For this listing, the lines between the one holding "Spot the red and" and the one holding "Spot the horse's eye", inclusive, must be set down exactly.

## [Dataset excerpts]

-.-.-

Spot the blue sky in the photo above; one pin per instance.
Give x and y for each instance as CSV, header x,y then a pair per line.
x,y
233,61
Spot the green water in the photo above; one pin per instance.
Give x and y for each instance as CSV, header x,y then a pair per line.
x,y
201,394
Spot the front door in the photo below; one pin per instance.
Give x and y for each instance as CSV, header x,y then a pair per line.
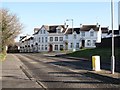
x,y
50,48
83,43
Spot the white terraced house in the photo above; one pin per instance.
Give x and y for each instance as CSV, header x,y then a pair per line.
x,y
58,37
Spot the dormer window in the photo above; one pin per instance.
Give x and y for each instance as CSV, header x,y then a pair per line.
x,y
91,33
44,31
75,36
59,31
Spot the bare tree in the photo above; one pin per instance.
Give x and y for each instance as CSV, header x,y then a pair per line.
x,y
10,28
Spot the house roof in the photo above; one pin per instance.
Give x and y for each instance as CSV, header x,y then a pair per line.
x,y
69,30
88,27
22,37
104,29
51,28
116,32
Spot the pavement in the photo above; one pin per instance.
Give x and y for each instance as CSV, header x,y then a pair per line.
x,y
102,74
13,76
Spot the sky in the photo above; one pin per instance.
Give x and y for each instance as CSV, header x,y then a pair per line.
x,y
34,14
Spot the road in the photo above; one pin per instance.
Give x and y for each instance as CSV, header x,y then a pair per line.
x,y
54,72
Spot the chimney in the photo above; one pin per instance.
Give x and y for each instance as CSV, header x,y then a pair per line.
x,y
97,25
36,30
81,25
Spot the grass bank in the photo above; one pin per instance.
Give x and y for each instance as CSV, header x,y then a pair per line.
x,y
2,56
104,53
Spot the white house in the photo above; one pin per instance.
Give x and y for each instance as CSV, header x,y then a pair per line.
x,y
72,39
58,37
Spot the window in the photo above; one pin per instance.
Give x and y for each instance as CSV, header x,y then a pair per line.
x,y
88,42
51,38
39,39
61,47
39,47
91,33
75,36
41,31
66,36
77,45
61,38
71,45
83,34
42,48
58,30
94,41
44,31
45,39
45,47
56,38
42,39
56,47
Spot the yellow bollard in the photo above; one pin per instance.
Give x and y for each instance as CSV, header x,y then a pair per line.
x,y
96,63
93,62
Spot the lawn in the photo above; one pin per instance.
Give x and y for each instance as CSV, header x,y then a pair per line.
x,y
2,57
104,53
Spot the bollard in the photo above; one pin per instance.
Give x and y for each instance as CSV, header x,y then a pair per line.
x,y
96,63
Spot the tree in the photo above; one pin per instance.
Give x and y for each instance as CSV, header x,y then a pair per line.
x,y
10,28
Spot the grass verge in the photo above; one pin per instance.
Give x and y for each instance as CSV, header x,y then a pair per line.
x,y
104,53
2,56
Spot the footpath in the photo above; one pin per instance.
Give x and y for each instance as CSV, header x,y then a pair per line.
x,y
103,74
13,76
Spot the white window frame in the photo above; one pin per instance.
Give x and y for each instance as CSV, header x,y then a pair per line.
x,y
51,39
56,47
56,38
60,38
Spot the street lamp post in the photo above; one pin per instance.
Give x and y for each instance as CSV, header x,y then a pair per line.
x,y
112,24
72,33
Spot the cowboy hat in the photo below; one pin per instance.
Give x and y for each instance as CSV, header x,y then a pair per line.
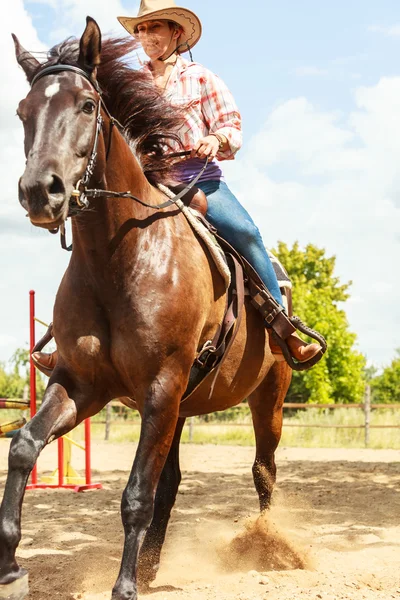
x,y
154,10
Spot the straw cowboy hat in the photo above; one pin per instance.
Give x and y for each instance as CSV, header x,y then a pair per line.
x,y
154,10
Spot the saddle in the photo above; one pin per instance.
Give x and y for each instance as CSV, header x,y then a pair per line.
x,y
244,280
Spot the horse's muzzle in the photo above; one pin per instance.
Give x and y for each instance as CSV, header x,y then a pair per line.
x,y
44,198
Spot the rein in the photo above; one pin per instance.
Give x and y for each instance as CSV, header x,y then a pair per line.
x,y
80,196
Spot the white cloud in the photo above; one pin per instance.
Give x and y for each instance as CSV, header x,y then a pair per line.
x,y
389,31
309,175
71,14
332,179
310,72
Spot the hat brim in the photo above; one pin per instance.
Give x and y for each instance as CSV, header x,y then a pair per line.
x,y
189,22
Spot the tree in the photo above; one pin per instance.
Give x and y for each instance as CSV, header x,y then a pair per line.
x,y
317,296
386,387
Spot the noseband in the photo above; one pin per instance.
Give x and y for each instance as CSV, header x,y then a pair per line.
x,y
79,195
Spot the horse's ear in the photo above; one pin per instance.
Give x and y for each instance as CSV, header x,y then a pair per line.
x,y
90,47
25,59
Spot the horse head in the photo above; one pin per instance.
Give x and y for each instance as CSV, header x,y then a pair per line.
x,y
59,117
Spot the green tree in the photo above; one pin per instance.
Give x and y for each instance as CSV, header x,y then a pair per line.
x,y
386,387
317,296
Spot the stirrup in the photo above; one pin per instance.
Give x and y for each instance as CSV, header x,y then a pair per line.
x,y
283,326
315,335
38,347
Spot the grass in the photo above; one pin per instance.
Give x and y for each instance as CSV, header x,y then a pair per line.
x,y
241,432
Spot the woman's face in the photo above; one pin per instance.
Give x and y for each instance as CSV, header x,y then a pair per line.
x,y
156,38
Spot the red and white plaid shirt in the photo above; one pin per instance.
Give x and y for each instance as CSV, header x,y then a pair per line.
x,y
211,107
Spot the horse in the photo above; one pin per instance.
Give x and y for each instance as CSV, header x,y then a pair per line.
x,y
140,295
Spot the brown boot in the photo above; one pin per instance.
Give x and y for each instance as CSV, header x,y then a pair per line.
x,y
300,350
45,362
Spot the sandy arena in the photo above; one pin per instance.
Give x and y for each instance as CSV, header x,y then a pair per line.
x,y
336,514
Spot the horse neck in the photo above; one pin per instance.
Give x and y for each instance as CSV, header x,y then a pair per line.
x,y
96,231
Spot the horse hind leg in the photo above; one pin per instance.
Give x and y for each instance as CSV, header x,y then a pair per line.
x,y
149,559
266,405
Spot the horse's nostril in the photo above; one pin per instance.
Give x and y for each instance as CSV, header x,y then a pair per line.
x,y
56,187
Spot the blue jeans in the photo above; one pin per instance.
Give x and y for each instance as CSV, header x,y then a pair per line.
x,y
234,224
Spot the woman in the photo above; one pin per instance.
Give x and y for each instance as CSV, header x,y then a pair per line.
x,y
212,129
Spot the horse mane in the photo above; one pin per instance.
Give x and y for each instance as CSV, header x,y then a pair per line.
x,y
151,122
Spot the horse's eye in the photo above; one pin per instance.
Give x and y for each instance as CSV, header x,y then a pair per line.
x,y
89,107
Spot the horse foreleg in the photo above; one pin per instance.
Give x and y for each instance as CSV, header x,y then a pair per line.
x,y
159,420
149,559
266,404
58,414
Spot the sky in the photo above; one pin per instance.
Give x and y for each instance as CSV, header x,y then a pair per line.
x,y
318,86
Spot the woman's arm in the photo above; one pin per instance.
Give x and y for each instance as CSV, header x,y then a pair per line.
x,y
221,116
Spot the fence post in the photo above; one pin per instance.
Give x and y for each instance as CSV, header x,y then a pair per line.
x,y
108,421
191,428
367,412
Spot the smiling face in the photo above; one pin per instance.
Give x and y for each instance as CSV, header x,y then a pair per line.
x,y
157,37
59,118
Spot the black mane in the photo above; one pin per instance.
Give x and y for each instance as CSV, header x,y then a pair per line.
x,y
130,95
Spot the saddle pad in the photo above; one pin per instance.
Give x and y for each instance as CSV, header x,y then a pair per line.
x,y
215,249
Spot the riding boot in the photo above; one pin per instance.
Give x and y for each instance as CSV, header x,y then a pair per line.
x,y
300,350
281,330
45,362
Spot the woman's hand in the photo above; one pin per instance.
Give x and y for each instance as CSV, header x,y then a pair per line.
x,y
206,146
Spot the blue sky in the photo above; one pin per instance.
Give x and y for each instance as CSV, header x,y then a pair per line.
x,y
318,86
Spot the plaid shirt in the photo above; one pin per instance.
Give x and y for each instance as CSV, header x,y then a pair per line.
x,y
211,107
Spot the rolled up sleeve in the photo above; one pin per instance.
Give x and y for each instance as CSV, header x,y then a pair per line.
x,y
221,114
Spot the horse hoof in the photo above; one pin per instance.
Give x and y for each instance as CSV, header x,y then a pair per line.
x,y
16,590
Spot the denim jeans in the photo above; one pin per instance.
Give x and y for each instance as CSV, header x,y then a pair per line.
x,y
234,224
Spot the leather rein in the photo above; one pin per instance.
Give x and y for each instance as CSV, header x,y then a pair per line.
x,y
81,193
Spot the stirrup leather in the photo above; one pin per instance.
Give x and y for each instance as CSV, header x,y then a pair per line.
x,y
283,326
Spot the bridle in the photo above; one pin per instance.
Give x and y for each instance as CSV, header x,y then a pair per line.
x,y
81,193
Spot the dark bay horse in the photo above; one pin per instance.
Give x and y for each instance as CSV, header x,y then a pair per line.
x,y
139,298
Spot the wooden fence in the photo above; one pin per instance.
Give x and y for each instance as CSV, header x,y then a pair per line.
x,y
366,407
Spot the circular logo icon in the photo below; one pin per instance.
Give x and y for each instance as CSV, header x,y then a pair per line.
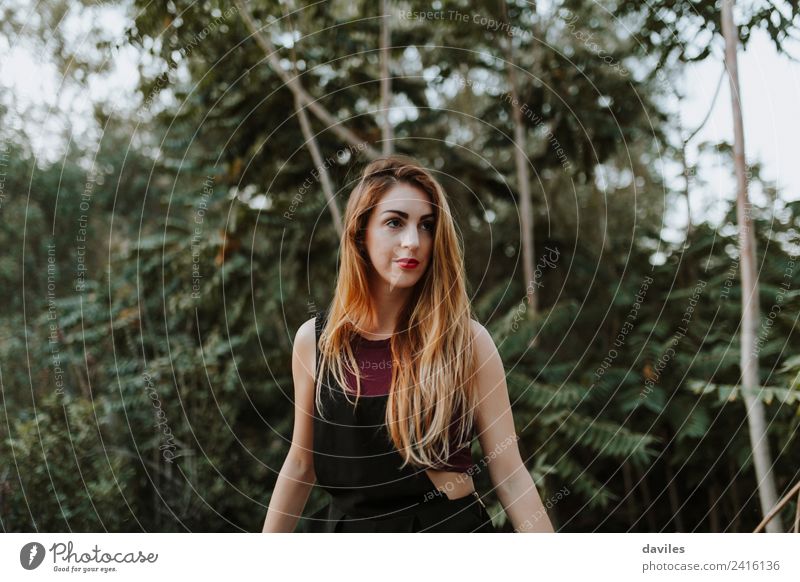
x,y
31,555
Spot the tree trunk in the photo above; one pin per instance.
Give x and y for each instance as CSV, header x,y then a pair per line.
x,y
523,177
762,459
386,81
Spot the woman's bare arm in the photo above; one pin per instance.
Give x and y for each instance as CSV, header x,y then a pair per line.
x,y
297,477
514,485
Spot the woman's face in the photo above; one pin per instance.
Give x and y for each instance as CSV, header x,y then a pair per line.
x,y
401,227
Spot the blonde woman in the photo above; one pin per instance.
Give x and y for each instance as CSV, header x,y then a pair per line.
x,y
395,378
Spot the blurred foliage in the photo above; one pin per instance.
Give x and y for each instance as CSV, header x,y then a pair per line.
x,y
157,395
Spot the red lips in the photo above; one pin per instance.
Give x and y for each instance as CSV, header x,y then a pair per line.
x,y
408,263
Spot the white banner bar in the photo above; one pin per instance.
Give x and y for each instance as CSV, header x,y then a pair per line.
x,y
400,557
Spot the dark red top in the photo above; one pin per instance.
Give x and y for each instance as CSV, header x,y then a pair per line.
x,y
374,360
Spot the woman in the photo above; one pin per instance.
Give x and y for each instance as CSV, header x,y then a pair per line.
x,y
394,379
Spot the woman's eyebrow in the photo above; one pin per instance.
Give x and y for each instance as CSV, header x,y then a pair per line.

-.-.-

## [Task result]
Spot the red and white plaid shirt in the photo above; one pin per instance.
Give x and y for each instance as CSV, header x,y then a pair per line.
x,y
211,107
Spot the horse in the photo above; one pin per instance.
Give x and y for each instance as CSV, header x,y then a pair per line.
x,y
140,295
Spot the brown boot in the photo above; one pin per instance.
Give x and y for each instance as CSV, header x,y then a pair per line.
x,y
300,350
45,362
Spot the sandy arena in the photo above; one pin per instance.
Give x and y for each instance as CSV, header x,y then a pair per line.
x,y
336,514
Spot the horse neck in the photo above; one pin per instance.
Give x and y for each instance as CSV, header x,y then a pair per line.
x,y
96,231
Spot the horse hind leg in the photo above; one pin per instance.
Give x and y for each instance as CSV, header x,y then a pair per line.
x,y
149,559
266,405
Spot the horse's nostril in the photo above; one pin per instance.
Give x and y for each instance as CSV, header x,y then a pair per line.
x,y
56,187
Spot the blue jeans in the photo above; one pin per instance.
Give x and y for each instance as CSV, header x,y then a pair per line.
x,y
234,224
Spot the woman in the photo above; one pin per instance.
Give x and y for each instance as CSV, header x,y then a pair per line.
x,y
212,129
Spot the horse mane in the photo above; one pin per instance.
Give x and y for each instance as CSV, header x,y then a pair per line.
x,y
151,122
Spot the horse's eye in the photo above; one pin per instance.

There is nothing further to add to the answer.